- _Point-per-instance localization data_:
● ● ● ●
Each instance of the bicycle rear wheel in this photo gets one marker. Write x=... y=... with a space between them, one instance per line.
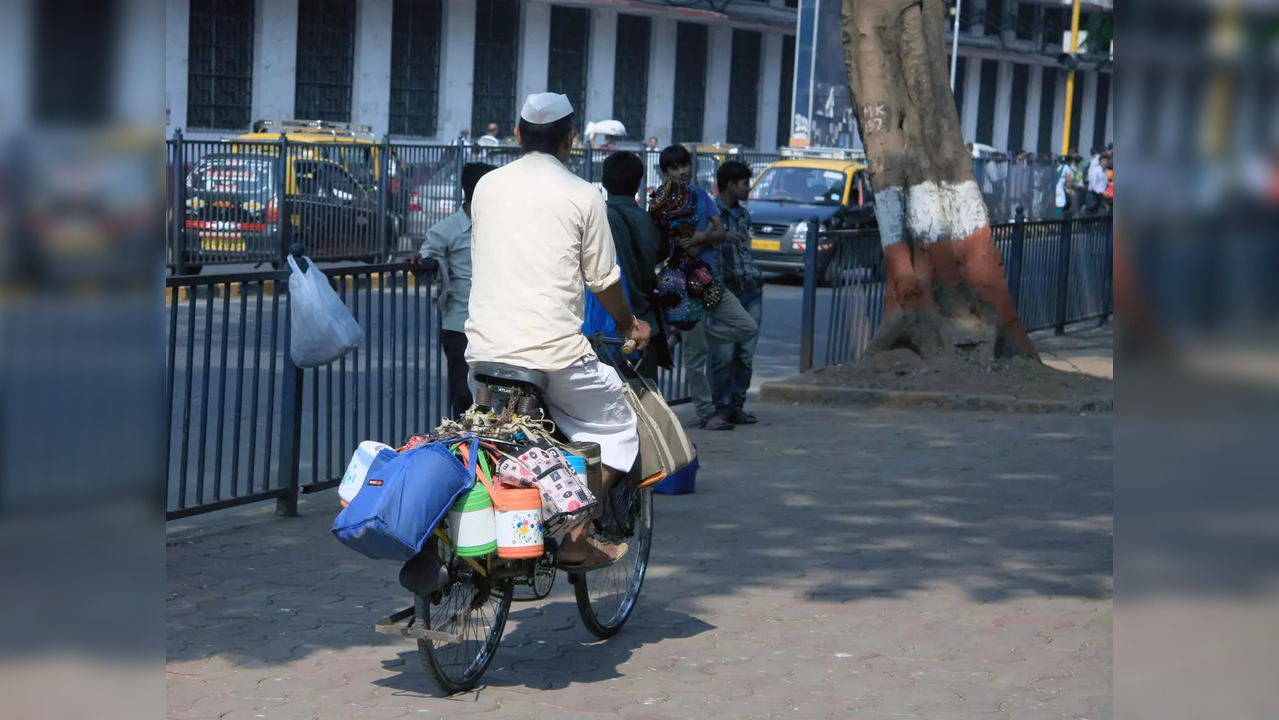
x=472 y=610
x=606 y=597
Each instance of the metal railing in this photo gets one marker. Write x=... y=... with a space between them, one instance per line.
x=1059 y=271
x=247 y=425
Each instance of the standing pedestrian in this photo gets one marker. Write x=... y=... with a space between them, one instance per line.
x=732 y=362
x=449 y=243
x=1098 y=183
x=1064 y=186
x=728 y=322
x=638 y=247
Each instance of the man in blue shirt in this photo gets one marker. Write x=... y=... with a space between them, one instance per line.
x=449 y=242
x=732 y=363
x=729 y=322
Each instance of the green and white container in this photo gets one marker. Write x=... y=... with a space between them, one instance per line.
x=472 y=524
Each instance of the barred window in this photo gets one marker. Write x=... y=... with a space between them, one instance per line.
x=326 y=47
x=788 y=79
x=415 y=67
x=220 y=64
x=631 y=73
x=690 y=82
x=743 y=88
x=565 y=72
x=493 y=99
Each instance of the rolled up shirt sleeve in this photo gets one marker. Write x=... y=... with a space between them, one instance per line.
x=600 y=266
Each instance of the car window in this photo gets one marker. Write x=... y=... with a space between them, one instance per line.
x=340 y=184
x=244 y=175
x=810 y=186
x=308 y=175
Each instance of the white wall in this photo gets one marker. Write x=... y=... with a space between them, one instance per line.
x=535 y=54
x=457 y=68
x=660 y=111
x=719 y=65
x=177 y=39
x=601 y=65
x=371 y=82
x=770 y=91
x=275 y=58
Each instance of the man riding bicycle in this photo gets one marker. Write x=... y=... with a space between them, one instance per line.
x=539 y=232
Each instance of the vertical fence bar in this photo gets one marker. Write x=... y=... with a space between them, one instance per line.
x=384 y=180
x=290 y=425
x=284 y=215
x=1108 y=273
x=1063 y=274
x=178 y=220
x=810 y=297
x=1016 y=255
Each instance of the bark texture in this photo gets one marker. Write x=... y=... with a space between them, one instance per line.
x=947 y=292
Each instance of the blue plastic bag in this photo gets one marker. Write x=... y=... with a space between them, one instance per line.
x=596 y=319
x=400 y=504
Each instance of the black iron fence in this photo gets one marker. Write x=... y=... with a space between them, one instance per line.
x=1058 y=273
x=247 y=425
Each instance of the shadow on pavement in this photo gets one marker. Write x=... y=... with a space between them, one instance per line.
x=808 y=508
x=546 y=647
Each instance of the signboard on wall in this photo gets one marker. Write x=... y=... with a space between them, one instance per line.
x=823 y=113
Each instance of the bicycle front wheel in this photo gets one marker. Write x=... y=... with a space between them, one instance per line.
x=606 y=597
x=467 y=618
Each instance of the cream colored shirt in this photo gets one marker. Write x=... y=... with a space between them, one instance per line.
x=536 y=233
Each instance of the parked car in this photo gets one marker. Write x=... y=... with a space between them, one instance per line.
x=787 y=193
x=233 y=210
● ● ● ●
- _Task item_:
All of the lines above should be retyped precisely, apart from the pictures.

- _Solved problem_:
Each instance of the bicycle rear wheel in this photo gets one marker. Write x=... y=... with a space between them, one instance per line.
x=472 y=610
x=606 y=597
Each instance of the metal railing in this photo gets one marker. Write x=... y=... with a space between them, one instance per line.
x=1059 y=271
x=247 y=425
Each instance of the standing pedestrian in this photo gets one marker. Write x=... y=... with a space between them, one instance per line.
x=732 y=362
x=449 y=243
x=1098 y=183
x=1064 y=186
x=728 y=322
x=638 y=247
Each instance of the man in blue shirt in this photo gets one marker. Write x=... y=... with a space between them, one instance per line.
x=449 y=242
x=732 y=363
x=729 y=322
Each instance of the green and white container in this photo gets one marker. Write x=... y=... with a space between them, one instance per line.
x=472 y=524
Each instance of the barred window in this photo gets one marker. Write x=... y=... with a space between them, one instance per line.
x=326 y=47
x=788 y=79
x=415 y=67
x=220 y=64
x=631 y=73
x=690 y=82
x=743 y=88
x=565 y=72
x=493 y=99
Each instance of the rolled up shirt sleeve in this photo gets one marker. Write x=... y=... with a space between them, one instance per line.
x=600 y=266
Each instance of the car window in this photo gets one marker. Write x=... y=... with a space between them, one instance per line.
x=340 y=184
x=244 y=175
x=810 y=186
x=308 y=175
Each instance of the white wall in this photo gets one marker. Write x=... y=... with a space between them, one instance per line.
x=535 y=54
x=457 y=68
x=660 y=111
x=719 y=65
x=177 y=39
x=601 y=65
x=371 y=82
x=770 y=91
x=275 y=58
Each instance of the man riding bicycle in this photo gets one marker. Write x=... y=... with a space between them, one instance per line.
x=539 y=232
Each instance of the vertical fence bar in this photo gets one marker. Write x=... y=... with a space between them, one instance per line.
x=384 y=180
x=290 y=425
x=284 y=215
x=1108 y=273
x=1063 y=274
x=178 y=220
x=810 y=297
x=1016 y=255
Each instance of the bark texture in this photo gets one marker. Write x=... y=... with a space between them, one instance per line.
x=947 y=292
Each instance of the blue plastic bag in this photo gets one marker. Write x=... y=... with a space between them, one instance per line.
x=596 y=319
x=400 y=504
Each instance of the black iron fence in this photo gets one marker. Write x=... y=... with a space between them, one instance per line.
x=1058 y=273
x=247 y=425
Each instance of the shadow on pavement in this photo gets one marker. Write x=... y=... with a space between them, one instance per line.
x=808 y=508
x=546 y=647
Each instance of the signboard on wall in this photo gets one marker. Write x=... y=... with a space between them, one instance per line.
x=823 y=113
Each instance of the bicycle front wheel in this photo gets one marker. Write x=... y=... with a space between them, one instance per line.
x=606 y=597
x=467 y=618
Each instance of the cream colored shirt in this photo gets one marker. Write x=... y=... with a space between them, one instance per line.
x=536 y=233
Each instance of the parked car in this photo gets one marker. Write x=... y=... with a space between them, one instance per line.
x=787 y=193
x=233 y=210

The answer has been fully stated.